Dataset content:
.....

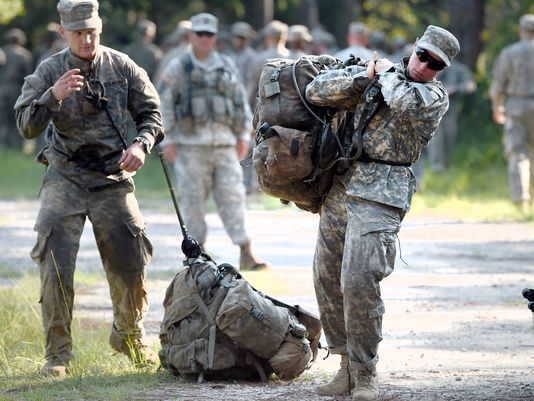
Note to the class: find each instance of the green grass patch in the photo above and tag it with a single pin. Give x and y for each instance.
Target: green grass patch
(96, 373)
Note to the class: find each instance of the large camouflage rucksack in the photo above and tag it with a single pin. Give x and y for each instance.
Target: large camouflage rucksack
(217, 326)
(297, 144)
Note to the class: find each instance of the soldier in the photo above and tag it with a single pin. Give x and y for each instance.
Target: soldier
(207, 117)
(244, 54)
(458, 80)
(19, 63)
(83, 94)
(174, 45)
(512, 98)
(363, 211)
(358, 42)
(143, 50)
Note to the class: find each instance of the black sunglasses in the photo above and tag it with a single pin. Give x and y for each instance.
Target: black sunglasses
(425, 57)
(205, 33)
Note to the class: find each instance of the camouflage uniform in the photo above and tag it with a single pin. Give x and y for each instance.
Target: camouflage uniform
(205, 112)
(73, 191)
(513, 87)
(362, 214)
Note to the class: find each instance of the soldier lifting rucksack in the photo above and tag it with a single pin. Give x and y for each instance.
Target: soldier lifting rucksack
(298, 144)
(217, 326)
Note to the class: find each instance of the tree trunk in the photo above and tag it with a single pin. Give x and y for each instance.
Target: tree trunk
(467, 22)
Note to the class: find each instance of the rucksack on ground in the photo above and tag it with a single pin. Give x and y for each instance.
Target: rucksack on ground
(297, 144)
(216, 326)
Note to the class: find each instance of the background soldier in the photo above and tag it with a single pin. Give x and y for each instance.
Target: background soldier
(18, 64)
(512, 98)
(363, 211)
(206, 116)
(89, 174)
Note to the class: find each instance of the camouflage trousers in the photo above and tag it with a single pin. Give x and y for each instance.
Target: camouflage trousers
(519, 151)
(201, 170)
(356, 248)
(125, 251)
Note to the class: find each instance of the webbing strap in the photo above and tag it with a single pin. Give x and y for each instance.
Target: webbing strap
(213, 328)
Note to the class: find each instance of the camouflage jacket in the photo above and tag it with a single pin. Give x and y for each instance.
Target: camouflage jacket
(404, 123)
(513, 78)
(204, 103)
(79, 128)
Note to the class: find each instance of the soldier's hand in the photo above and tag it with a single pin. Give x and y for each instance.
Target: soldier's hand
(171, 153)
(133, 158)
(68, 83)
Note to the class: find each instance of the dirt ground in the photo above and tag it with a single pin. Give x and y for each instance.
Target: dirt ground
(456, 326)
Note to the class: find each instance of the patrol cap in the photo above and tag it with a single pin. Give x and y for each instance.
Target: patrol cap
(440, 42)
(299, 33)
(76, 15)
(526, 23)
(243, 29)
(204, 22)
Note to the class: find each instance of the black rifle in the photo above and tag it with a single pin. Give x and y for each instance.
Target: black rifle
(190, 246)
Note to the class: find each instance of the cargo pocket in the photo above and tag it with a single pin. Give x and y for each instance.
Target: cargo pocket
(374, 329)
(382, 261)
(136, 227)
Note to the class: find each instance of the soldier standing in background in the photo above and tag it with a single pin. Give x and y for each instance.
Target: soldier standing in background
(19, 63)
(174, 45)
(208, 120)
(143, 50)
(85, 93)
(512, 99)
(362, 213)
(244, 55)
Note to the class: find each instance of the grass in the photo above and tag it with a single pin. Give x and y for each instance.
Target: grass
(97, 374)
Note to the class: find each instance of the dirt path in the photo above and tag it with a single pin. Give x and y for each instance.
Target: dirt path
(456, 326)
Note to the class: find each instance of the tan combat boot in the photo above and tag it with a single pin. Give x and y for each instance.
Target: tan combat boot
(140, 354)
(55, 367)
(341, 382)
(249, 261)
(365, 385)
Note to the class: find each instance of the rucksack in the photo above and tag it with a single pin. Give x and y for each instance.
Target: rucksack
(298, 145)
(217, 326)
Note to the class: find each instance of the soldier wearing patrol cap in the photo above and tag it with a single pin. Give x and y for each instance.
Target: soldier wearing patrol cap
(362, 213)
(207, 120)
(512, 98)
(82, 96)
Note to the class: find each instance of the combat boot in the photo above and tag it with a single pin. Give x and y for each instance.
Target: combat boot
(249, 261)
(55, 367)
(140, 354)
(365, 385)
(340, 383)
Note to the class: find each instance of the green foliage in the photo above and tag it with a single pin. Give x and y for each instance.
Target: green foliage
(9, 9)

.....

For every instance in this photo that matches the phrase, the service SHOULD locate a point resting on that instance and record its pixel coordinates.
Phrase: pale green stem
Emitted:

.....

For the listing above, print only the lines starting at the line containing "Note to the class: find each instance of the tree" and ending at the line containing "Note to the class: find each instance of the camouflage trousers", exactly, both included.

Output for this task:
Note to the class: find each instance of the tree trunk in the photo above and tag it with a single pin. Give x and y for each instance.
Target: tree trunk
(467, 22)
Note to the class: find each instance of the rucksack on ground in the photo above and tag it with a single pin. Give x and y for each instance.
Target: rucksack on ground
(297, 144)
(216, 326)
Note to the class: find each instance of the background soldier in the photo above and tag it with a single pin. Give x and y for each instance.
Target: background soldier
(18, 64)
(512, 98)
(363, 211)
(206, 116)
(89, 174)
Note to the class: find each instance of the camouflage trousers in the photo above and tag it with a single pin. Give x and y for each instance.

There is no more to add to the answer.